## Extracted entries:
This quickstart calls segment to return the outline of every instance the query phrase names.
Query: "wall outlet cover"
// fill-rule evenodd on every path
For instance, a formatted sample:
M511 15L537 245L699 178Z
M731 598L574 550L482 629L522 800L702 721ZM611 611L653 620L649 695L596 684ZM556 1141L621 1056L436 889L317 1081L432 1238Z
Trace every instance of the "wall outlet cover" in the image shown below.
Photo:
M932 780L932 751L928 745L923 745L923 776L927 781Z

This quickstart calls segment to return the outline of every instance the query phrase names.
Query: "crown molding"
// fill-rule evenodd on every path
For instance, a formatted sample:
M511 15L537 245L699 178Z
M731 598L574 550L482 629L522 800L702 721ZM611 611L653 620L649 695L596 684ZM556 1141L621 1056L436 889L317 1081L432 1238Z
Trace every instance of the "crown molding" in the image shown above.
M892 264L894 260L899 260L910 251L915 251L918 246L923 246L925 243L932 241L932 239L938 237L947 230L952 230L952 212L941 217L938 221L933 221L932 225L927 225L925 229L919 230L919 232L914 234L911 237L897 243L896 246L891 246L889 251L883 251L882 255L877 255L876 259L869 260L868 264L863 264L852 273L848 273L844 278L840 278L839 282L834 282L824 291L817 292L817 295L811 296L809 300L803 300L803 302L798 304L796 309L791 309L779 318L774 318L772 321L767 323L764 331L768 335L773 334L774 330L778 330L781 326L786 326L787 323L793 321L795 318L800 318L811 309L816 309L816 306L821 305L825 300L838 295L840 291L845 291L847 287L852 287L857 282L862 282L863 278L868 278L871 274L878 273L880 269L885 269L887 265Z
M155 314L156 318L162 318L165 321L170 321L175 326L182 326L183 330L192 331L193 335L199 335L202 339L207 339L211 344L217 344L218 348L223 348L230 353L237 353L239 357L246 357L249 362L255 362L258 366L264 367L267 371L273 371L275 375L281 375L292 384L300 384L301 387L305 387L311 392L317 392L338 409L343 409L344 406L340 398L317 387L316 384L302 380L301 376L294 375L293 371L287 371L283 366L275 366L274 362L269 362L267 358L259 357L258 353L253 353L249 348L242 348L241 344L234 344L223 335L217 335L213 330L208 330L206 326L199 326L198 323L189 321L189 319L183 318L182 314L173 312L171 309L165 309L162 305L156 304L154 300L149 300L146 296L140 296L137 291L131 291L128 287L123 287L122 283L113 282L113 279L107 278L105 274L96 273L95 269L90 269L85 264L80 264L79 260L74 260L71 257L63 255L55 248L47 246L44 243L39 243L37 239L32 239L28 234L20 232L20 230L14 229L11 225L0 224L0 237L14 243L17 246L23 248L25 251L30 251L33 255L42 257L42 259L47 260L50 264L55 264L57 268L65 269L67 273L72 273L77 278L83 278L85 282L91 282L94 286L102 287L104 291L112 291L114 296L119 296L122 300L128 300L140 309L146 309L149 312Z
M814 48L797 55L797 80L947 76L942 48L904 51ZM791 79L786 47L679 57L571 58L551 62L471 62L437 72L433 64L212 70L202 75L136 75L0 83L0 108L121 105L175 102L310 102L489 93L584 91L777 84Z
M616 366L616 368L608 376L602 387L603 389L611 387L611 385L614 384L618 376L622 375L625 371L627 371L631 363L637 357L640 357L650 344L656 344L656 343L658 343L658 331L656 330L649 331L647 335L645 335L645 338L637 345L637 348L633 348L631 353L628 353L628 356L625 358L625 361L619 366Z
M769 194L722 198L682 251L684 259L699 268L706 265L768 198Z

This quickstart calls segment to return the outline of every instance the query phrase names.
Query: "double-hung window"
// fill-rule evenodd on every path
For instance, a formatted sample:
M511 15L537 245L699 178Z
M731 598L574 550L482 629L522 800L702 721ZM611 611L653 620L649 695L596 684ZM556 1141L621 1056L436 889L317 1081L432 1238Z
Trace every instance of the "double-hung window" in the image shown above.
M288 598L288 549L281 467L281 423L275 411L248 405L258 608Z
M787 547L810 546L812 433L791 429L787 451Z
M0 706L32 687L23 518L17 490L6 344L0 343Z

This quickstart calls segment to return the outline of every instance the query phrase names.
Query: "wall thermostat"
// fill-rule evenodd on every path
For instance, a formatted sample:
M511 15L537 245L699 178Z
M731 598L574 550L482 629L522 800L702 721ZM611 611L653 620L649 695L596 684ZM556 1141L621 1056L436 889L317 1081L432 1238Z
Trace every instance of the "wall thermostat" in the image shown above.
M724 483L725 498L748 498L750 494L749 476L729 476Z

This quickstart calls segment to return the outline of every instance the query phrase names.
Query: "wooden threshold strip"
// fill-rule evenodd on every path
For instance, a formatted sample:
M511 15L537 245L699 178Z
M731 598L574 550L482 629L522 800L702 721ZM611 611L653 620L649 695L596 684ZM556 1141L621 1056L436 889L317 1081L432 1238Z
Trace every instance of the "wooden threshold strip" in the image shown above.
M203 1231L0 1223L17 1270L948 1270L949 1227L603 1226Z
* * *
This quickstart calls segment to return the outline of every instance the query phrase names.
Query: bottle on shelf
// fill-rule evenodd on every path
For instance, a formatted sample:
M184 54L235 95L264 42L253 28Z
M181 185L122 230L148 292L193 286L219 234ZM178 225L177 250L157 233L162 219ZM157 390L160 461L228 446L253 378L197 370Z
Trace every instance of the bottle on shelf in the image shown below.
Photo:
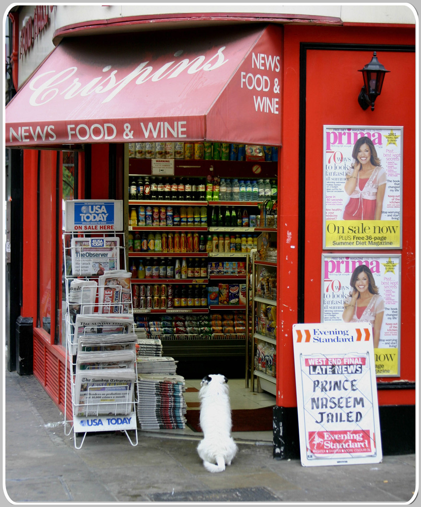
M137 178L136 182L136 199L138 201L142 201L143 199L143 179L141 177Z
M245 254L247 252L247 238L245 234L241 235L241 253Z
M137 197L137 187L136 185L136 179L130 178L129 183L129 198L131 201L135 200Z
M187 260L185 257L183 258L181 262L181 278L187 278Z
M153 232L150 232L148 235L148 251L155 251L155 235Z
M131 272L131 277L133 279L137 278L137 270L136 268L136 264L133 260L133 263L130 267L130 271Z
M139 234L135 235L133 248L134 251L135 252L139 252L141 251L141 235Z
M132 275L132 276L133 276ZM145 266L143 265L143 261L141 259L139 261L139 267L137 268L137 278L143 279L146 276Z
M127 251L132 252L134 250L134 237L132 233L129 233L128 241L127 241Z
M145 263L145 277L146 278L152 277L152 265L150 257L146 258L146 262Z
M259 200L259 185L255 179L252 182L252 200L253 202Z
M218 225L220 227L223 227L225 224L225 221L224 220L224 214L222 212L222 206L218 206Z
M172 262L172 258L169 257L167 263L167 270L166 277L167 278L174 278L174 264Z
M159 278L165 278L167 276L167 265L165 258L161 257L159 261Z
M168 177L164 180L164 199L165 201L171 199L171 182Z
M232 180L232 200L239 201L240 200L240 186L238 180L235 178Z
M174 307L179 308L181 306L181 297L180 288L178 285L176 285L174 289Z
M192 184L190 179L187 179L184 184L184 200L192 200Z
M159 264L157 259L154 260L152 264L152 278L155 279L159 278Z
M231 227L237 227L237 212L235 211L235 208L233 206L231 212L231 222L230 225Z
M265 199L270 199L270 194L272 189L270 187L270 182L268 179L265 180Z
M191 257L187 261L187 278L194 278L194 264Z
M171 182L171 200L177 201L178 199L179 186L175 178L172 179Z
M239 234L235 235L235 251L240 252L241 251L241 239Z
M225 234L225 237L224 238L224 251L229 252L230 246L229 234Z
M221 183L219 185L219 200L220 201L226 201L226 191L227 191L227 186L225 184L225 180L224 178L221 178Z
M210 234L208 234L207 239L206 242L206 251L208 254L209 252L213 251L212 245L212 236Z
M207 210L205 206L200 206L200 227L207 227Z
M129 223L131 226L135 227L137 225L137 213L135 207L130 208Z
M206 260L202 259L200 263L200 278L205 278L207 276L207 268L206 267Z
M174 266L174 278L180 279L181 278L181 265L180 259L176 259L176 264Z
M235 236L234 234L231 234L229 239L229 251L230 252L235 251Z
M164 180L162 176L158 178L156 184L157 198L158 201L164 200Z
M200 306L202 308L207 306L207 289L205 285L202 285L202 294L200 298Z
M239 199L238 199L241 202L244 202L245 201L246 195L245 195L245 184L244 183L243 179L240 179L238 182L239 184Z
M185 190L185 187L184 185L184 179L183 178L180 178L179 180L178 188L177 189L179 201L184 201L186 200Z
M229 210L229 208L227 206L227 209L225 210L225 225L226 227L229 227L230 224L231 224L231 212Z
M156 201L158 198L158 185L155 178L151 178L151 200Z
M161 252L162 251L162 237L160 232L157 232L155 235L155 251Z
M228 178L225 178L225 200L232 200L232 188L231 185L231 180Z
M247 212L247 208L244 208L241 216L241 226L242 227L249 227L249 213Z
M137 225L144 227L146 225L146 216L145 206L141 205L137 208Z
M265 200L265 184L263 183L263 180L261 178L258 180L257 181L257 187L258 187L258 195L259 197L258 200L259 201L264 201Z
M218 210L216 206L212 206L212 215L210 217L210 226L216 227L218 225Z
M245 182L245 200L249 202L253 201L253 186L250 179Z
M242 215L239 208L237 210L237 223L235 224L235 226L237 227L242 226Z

## Exercise description:
Show every line in the entries above that contains the string "shown", treating uppercase and lowercase as different.

## Finished answer:
Trace every instance of the "wall outlet cover" in the image shown below.
Trace every instance of the "crown molding" in the image shown above.
Trace every instance of the "double-hung window" in the image shown above.
Trace every instance of the "wall thermostat" in the image shown above.
Trace every instance of the "wooden threshold strip" in the image shown above.
Trace every instance of the bottle on shelf in the image shown below.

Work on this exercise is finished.